**TO DO**. Reprint all of the data below exactly as shown and skip every image.

**DATA TO USE**.
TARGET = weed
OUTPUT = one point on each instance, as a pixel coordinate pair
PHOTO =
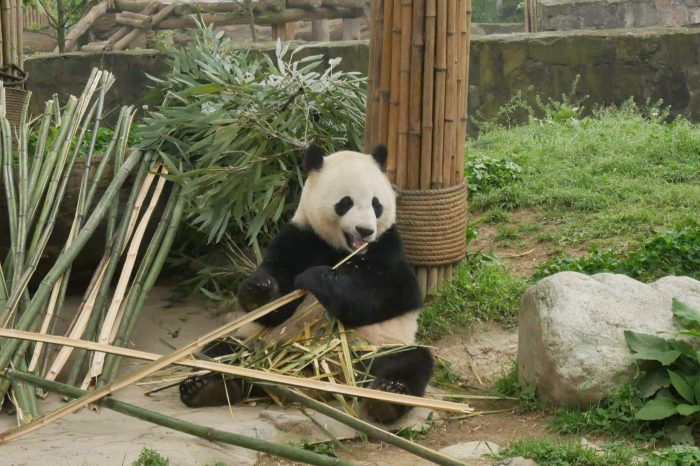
(483, 289)
(675, 252)
(546, 452)
(508, 385)
(149, 457)
(614, 177)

**THE COMPLETED TASK**.
TARGET = weed
OUTPUT = one point on each instance, as a pixel coordinate pair
PHOTO =
(483, 289)
(675, 252)
(546, 452)
(508, 385)
(149, 457)
(614, 177)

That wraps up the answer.